▸ **EXERCISE DETAILS**
Which lines of the records below contain the word "query"? Identify and copy each one, treating uppercase and lowercase as different.

▸ **ENTRIES SHOWN**

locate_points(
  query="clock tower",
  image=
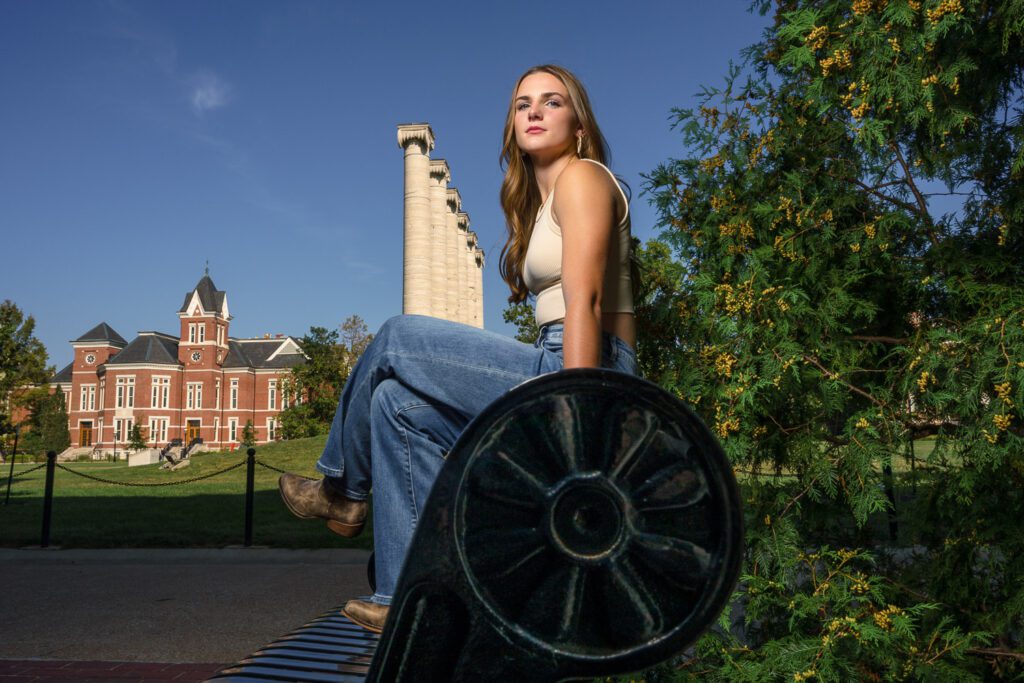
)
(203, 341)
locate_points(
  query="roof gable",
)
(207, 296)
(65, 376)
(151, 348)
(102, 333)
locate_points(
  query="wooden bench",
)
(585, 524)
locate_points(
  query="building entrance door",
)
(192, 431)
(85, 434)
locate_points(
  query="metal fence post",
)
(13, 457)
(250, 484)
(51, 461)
---
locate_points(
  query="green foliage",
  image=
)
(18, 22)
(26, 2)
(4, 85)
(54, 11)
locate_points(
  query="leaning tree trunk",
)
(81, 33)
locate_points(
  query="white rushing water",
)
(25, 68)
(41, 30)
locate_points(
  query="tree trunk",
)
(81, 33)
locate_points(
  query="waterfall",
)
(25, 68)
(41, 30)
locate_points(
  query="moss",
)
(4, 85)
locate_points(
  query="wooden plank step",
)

▸ **OUTPUT FOR THIS TASK**
  query="clock tower",
  query="roof gable",
  query="wooden bench",
  query="building entrance door",
  query="metal fence post",
  query="green foliage",
  query="leaning tree trunk",
  query="white rushing water",
  query="tree trunk",
  query="waterfall",
  query="moss",
  query="wooden plank step",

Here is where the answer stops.